TASK MATERIAL |
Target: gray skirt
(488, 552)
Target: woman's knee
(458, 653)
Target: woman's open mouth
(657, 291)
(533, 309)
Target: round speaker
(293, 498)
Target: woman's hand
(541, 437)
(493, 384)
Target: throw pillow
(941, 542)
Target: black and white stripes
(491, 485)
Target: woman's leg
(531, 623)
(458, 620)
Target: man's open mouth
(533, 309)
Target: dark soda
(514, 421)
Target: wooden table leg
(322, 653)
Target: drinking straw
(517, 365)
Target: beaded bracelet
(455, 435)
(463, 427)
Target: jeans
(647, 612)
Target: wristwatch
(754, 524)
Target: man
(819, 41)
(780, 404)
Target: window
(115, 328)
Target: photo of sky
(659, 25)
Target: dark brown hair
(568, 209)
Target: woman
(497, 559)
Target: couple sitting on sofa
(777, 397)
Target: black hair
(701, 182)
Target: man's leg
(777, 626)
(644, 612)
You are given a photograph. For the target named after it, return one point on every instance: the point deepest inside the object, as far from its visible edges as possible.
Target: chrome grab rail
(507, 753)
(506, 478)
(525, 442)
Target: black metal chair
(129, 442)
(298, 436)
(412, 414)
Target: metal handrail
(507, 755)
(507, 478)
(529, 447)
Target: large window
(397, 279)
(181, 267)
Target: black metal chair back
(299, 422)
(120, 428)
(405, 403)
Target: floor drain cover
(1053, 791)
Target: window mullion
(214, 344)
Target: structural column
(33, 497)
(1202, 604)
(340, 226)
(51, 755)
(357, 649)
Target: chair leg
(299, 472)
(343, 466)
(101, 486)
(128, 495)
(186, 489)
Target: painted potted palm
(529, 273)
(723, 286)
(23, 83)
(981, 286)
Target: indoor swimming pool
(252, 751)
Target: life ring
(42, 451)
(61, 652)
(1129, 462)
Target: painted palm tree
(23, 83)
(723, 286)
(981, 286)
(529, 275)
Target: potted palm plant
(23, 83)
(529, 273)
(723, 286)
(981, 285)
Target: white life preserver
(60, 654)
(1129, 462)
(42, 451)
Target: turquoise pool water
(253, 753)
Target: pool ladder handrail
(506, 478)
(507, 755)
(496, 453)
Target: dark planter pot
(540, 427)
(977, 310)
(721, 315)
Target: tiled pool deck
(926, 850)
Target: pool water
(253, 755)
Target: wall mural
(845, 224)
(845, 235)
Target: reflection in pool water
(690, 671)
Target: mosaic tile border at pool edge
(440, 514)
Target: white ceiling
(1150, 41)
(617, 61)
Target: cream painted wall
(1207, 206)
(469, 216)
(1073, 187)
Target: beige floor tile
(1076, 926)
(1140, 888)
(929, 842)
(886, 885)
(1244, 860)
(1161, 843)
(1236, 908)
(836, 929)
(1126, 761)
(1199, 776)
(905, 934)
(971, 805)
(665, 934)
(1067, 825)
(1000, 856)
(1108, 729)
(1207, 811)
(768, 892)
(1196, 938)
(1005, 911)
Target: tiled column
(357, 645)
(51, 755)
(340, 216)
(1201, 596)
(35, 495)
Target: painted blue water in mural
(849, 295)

EXERCISE REQUIREMENTS | Copy every item above word for word, keeping the original order and line breaks.

RESULT |
Target: gray skirt
(488, 552)
Target: woman's knee
(458, 653)
Target: woman's open mouth
(657, 291)
(533, 309)
Target: round speaker
(293, 498)
Target: woman's hand
(541, 437)
(493, 384)
Target: throw pillow
(941, 542)
Target: black and white stripes
(491, 485)
Target: woman's leg
(531, 623)
(458, 620)
Target: man's open mouth
(533, 309)
Target: dark soda
(514, 421)
Target: wooden table leg
(322, 653)
Target: drinking straw
(517, 365)
Target: beaded bracelet
(455, 435)
(463, 427)
Target: jeans
(647, 612)
Target: wristwatch
(754, 524)
Target: man
(819, 41)
(780, 404)
Target: window
(115, 328)
Target: photo of sky
(659, 25)
Target: dark brown hair
(568, 209)
Target: woman
(497, 559)
Target: couple sitting on sofa
(777, 397)
Target: black hair
(701, 182)
Target: man's leg
(777, 626)
(644, 612)
You are given a photograph. For the target named after it, return one point on every instance: the point deepest inside the object, as far from its visible edges as possible.
Target: chrome grab rail
(507, 753)
(506, 478)
(525, 442)
Target: black metal chair
(129, 442)
(298, 436)
(412, 414)
Target: metal handrail
(507, 755)
(507, 478)
(529, 447)
Target: large window
(397, 279)
(181, 267)
Target: black metal chair back
(299, 422)
(120, 428)
(405, 403)
Target: floor drain cover
(1053, 791)
Target: window mullion
(214, 344)
Target: structural column
(33, 497)
(1202, 604)
(340, 226)
(51, 755)
(357, 649)
Target: chair leg
(299, 472)
(343, 466)
(101, 486)
(128, 495)
(186, 489)
Target: painted potted palm
(529, 273)
(723, 286)
(23, 83)
(981, 286)
Target: indoor swimming pool
(252, 751)
Target: life ring
(42, 451)
(61, 652)
(1129, 462)
Target: painted palm tree
(23, 83)
(723, 286)
(981, 286)
(529, 275)
Target: potted palm plant
(23, 83)
(529, 273)
(723, 286)
(981, 285)
Target: white life preserver
(60, 654)
(1129, 462)
(42, 451)
Target: turquoise pool water
(253, 753)
Target: pool ladder handrail
(506, 478)
(507, 755)
(496, 453)
Target: dark planter pot
(540, 427)
(977, 310)
(721, 315)
Target: tiled pool deck
(926, 850)
Target: pool water
(253, 755)
Target: wall mural
(845, 224)
(845, 235)
Target: reflection in pool water
(690, 671)
Target: mosaic tile border at pool edge
(440, 514)
Target: white ceiling
(1150, 41)
(617, 61)
Target: cream painted wall
(1207, 206)
(469, 216)
(1073, 187)
Target: beige floor tile
(1076, 926)
(1140, 888)
(929, 842)
(886, 885)
(1244, 860)
(1161, 843)
(1236, 908)
(836, 929)
(1126, 761)
(1199, 776)
(905, 934)
(971, 805)
(665, 934)
(1067, 825)
(1000, 856)
(1108, 729)
(1207, 811)
(768, 892)
(1196, 938)
(1005, 911)
Target: tiled column
(357, 645)
(51, 755)
(340, 216)
(1201, 596)
(35, 495)
Target: painted blue water in mural
(849, 295)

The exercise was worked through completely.